Records supplied>
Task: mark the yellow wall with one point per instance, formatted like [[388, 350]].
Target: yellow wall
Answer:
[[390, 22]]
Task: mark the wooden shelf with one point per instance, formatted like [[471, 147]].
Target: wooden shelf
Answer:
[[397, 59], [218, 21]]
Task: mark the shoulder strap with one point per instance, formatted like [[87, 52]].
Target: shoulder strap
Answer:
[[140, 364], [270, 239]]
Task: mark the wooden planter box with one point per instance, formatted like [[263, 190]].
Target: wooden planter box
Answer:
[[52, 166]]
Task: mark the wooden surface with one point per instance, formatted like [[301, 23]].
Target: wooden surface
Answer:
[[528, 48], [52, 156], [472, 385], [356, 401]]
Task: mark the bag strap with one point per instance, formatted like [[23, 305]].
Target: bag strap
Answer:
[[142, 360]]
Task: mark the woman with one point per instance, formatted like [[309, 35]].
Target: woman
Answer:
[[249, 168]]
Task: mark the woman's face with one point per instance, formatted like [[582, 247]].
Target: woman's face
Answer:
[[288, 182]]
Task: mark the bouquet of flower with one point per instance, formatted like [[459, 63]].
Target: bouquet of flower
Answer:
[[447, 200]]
---
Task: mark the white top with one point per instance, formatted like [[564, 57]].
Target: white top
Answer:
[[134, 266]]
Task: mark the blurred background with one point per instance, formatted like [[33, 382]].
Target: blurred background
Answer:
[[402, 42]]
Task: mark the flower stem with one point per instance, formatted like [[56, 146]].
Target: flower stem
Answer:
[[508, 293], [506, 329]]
...
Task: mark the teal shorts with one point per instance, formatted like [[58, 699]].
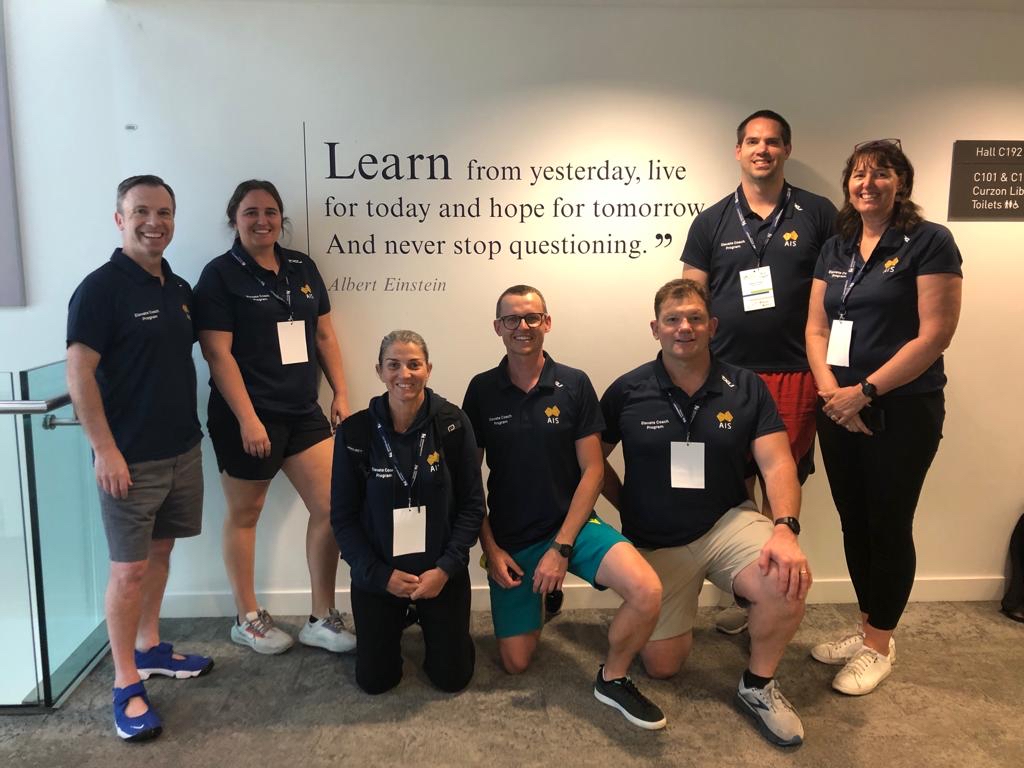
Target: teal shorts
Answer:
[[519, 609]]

Written task>
Reproduce every line in the stretch from the line containing "Task: mark the woman with" through the line containing "[[447, 200]]", requests included, shifting each answer coordinate by adding -133 to it. Leave the numbers in the requests and their format samples unchanged.

Exercise answer>
Task: mark the woman with one point per instance, formatted like [[309, 35]].
Target: woman
Answer:
[[116, 35]]
Task: mark the woman's face with one point per instance, formatted like [[582, 247]].
Target: woman's face
Answer:
[[155, 49]]
Task: mark the bouquet of flower with one point per instance, formatted like [[459, 63]].
Target: bouquet of flower
Answer:
[[314, 67]]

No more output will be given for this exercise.